Data for review START

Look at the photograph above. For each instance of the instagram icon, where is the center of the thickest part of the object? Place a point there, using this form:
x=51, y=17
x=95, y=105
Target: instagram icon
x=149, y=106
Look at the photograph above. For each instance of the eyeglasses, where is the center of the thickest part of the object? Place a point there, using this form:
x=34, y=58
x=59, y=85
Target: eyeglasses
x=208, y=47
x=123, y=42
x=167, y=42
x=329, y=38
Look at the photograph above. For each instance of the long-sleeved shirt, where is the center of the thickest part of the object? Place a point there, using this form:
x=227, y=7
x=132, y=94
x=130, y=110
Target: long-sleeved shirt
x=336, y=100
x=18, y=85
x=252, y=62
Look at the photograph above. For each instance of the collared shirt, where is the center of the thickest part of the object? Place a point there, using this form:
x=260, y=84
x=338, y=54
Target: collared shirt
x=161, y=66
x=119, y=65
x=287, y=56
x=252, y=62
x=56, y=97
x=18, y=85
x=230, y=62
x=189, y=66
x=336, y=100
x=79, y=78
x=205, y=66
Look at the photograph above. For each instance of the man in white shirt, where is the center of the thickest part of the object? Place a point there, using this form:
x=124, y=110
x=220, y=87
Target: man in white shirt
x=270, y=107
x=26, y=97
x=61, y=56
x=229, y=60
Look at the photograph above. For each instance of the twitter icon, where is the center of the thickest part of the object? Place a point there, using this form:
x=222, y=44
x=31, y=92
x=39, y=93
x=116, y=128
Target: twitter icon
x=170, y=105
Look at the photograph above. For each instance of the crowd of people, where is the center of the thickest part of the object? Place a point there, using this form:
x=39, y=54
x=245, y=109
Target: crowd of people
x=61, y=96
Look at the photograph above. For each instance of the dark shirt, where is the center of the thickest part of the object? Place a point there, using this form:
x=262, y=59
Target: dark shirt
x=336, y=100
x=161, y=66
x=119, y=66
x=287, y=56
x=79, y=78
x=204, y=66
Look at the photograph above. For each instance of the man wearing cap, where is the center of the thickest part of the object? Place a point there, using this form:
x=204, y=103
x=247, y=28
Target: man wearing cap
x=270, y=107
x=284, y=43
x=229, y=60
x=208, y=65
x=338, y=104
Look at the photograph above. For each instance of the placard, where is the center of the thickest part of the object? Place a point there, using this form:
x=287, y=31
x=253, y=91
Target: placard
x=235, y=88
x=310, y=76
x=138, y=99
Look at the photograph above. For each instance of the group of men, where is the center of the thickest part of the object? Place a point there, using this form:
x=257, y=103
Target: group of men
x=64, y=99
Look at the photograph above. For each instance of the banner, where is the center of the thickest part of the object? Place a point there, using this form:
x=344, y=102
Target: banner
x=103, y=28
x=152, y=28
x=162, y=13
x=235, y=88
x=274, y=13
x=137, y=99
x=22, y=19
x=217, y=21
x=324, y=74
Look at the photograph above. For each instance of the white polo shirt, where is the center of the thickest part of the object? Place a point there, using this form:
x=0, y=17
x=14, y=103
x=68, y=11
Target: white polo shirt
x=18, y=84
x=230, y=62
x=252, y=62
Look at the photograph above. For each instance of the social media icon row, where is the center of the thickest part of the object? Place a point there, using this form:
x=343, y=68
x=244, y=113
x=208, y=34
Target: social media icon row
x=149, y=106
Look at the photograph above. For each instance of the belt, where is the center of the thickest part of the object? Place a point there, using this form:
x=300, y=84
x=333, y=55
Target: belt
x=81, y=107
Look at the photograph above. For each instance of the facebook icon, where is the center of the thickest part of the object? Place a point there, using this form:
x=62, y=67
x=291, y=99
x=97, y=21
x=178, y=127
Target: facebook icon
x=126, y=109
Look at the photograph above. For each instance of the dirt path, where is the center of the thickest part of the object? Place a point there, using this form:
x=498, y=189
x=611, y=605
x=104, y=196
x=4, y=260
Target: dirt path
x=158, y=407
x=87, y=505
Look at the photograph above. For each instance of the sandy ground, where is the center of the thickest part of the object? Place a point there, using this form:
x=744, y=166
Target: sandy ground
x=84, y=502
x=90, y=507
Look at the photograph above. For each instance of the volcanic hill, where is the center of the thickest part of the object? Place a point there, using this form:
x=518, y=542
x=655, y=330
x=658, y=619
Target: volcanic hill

Data for review END

The task requires each record above to be restated exactly.

### Written response
Look at the photograph above. For each instance of the instagram icon, where is the center of the thickest part of the object? Place a point there, using this form:
x=51, y=17
x=95, y=105
Target: instagram icon
x=149, y=106
Look at the photograph above. For each instance of the eyeglasses, where is the center of the thickest part of the object? Place a point there, using this form:
x=34, y=58
x=59, y=85
Target: eyeglasses
x=208, y=47
x=123, y=42
x=167, y=42
x=329, y=38
Look at the photograph above. For each instance of the long-sleeved shirt, where is the center of the thickest part of the object? Place a point there, using this form:
x=227, y=7
x=132, y=94
x=130, y=110
Target: long-sleeved shirt
x=336, y=100
x=18, y=85
x=252, y=62
Look at the photograph above. For each instance of the collared shirt, where is the center of the thickest part of the object? Place a point there, using this form:
x=260, y=84
x=338, y=54
Target: collared shirt
x=161, y=66
x=119, y=65
x=287, y=56
x=252, y=62
x=56, y=97
x=18, y=85
x=230, y=62
x=189, y=66
x=336, y=100
x=79, y=78
x=205, y=66
Look at the photograph above. For each instance of the man in white shirt, where is the center of the thickest part of the object? Place a point there, using this form:
x=124, y=110
x=220, y=87
Target: man in white shirt
x=270, y=107
x=26, y=97
x=61, y=56
x=229, y=60
Look at the photograph above. For each instance of the twitter icon, where is the center of the thickest part of the object? Place a point there, using this form:
x=222, y=44
x=31, y=92
x=39, y=93
x=116, y=128
Target: twitter icon
x=170, y=105
Look at the photograph above. For each instance of the crowd of people, where is the center of the thickest part of the object? Place a point there, using this form:
x=39, y=54
x=245, y=109
Target: crowd of people
x=61, y=96
Look at the photograph above. For each instance of the dark shirt, where is the center of the thickest part of the object? Place a point there, using this form:
x=262, y=59
Target: dark shirt
x=336, y=100
x=161, y=66
x=119, y=66
x=287, y=56
x=79, y=78
x=204, y=66
Look at the photograph above. For each instance of the man wearing cap, where is the center of the thickest part of the object? Place a point there, using this form:
x=204, y=103
x=247, y=28
Target: man wearing cap
x=270, y=107
x=284, y=43
x=229, y=60
x=208, y=65
x=338, y=104
Look at the photograph above. For each instance of the placard, where is the center of the thickest part of the object? Place a point there, using this form:
x=287, y=31
x=253, y=91
Target: placard
x=235, y=88
x=310, y=76
x=138, y=99
Look at the photograph above. For each instance of the group of men, where is the center of the thickest part of the object? Place a point there, using this form:
x=257, y=103
Target: group of men
x=64, y=99
Look at the photograph above. For each instance of the banner, where is the center of the thickest part of the object? Place a point there, using this form:
x=344, y=102
Target: banner
x=103, y=28
x=152, y=28
x=162, y=13
x=235, y=88
x=274, y=13
x=137, y=99
x=22, y=19
x=217, y=21
x=324, y=74
Look at the photograph above. For each instance of the white polo shirt, where is the center of the thickest part of the object? Place a point there, using this form:
x=0, y=17
x=14, y=103
x=68, y=11
Target: white polo shirt
x=18, y=84
x=230, y=62
x=252, y=62
Look at the photograph above. For each instance of the social media icon row, where is the center of the thickest part of the object? Place a point there, using this form:
x=343, y=68
x=244, y=113
x=208, y=34
Target: social media icon row
x=149, y=106
Look at the photograph above. For each instance of the belt, where is the center of the thickest part of the object? Place a point there, using this form:
x=300, y=84
x=333, y=55
Target: belt
x=81, y=107
Look at the photograph above. For each instance of the facebook icon, where is the center of the thickest part of the object? Place a point there, using this form:
x=62, y=67
x=291, y=99
x=97, y=21
x=178, y=127
Target: facebook icon
x=126, y=109
Look at the photograph above. For each instance of the dirt path, where is the center of the thickest part of the object? Place a point there, using this form:
x=498, y=189
x=611, y=605
x=104, y=196
x=4, y=260
Target: dirt path
x=158, y=407
x=87, y=505
Look at the photograph above. For each instance of the sandy ground, where is the center of the thickest part of the object? Place a point there, using this form:
x=744, y=166
Target: sandy ground
x=84, y=502
x=90, y=507
Look at the photograph above. For each instance of the volcanic hill, where is the center of the thickest part of the object? Place a point there, using this form:
x=518, y=542
x=655, y=330
x=658, y=619
Target: volcanic hill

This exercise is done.